**Goal:**
Reproduce all of the data below word for word, leaving out the picture.
════════════════
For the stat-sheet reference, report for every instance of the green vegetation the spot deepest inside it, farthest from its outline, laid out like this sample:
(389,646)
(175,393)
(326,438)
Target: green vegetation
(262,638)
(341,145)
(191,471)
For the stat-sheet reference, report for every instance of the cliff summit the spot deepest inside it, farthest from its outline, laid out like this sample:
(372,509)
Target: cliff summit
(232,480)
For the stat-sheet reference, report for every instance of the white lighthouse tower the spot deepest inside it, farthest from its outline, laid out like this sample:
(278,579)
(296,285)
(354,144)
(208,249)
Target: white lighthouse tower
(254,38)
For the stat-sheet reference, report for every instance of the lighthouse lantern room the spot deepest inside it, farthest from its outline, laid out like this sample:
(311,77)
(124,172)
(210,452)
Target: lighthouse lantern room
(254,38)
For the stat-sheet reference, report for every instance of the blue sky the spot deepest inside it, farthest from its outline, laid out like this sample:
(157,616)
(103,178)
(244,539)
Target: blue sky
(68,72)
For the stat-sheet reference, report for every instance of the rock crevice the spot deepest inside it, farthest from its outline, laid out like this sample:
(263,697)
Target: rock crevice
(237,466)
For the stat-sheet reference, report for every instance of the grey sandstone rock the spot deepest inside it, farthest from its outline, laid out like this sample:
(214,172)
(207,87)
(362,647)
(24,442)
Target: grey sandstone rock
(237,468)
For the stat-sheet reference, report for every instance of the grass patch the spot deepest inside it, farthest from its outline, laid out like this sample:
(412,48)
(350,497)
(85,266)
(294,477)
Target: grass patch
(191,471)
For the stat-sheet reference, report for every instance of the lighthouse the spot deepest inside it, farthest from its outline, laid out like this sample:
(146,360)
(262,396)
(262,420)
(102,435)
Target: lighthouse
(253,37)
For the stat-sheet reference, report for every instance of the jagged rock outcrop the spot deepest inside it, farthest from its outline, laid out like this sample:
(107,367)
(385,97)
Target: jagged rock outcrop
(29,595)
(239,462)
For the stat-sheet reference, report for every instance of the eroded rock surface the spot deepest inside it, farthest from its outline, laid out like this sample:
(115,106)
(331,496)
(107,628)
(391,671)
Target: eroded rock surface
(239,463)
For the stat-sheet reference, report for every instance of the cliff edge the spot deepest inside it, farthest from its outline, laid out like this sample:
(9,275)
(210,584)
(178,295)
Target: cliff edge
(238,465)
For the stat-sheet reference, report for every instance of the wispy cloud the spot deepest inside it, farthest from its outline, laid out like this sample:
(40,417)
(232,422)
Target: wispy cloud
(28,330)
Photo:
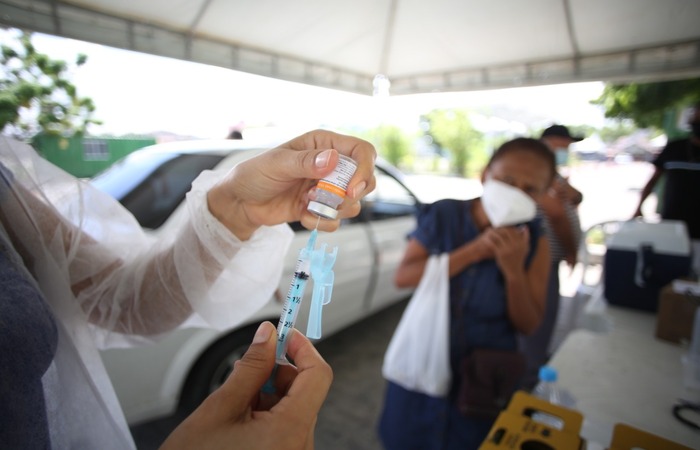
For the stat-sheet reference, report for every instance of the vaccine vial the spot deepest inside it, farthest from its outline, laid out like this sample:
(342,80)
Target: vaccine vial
(330,191)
════════════════
**Solution for this exercise:**
For the stat-sheet reference, report for every instance of the green vegetation the spot deepest inside it, farthest from its outline, laid out like this sample:
(389,646)
(175,393)
(326,438)
Target: green vegetation
(262,638)
(341,145)
(191,471)
For the stat-sheet reference, report for every instance of the cliff summit the spot deepest inside it, farthest from its outline, laid out like this sample:
(372,509)
Target: cliff summit
(232,480)
For the stat-sheet reference, report for every instance of the white lighthouse tower the spot deepest inside it, farthest from its outline, laid out like this sample:
(278,579)
(296,285)
(354,144)
(208,249)
Target: white lighthouse tower
(254,38)
For the stat-sheet reference, report for every instance of the lighthouse lantern room the spot deepest inside it, farthest from its outline, laid out like this sample:
(311,77)
(124,172)
(210,452)
Target: lighthouse lantern room
(254,38)
For the stat-sheet reference, report for every instance of the blue sky the spot deepest inside it, farthest from its outline, laid out like this sample:
(157,616)
(103,178)
(244,539)
Target: blue sky
(68,72)
For the stat-sheet reference, report for every instance of the rock crevice the spot deepest inside it, farthest from its outline, laid out like this sample:
(263,697)
Target: rock crevice
(237,466)
For the stat-sheet reference, report for every instance of the grey sandstone rock the spot deepest inside it, farthest from its outline, laid out like this sample:
(214,172)
(207,87)
(362,647)
(24,442)
Target: grey sandstone rock
(237,468)
For the stat-sheet reference, report for every instance of the grass patch the spot deepest inside it, farthest from its outline, laid out like this sample:
(412,48)
(350,497)
(85,266)
(294,477)
Target: grass patch
(191,471)
For the stat-sheet reference, report for every instance of the lighthouse the spot deepest inside it, farthest from its outline, laid out like this sample:
(146,360)
(262,396)
(262,420)
(102,435)
Target: lighthouse
(253,37)
For the stat-sheet reference, report for every instance of the jagged rock outcrop the spot deepest inside it, farthest from its outline, laid out like this sample:
(107,367)
(385,97)
Target: jagged rock outcrop
(29,595)
(239,462)
For the stat-sheet reference, report for every instance of the eroded rock surface the spot deepest inside it, farthest from its outline, laid out like this sample:
(115,106)
(331,496)
(107,628)
(391,671)
Target: eroded rock surface
(239,463)
For the stat-sheet reference, report for every instance of the cliff edge the spot deepest inside it, farthest from its outline, laid out like this sample:
(9,275)
(210,584)
(178,295)
Target: cliff edge
(238,465)
For the stat-sheet reference, report for every instance of the wispy cloud the spot deepest inside it, farthest from its outline, laid out like this sample:
(40,417)
(232,422)
Target: wispy cloud
(28,330)
Photo:
For the stat-sheet reference, report for every instance of the vaccine vial the spot deepest inside it, farthest from its outline, laid out like this sample:
(342,80)
Target: vaccine vial
(330,191)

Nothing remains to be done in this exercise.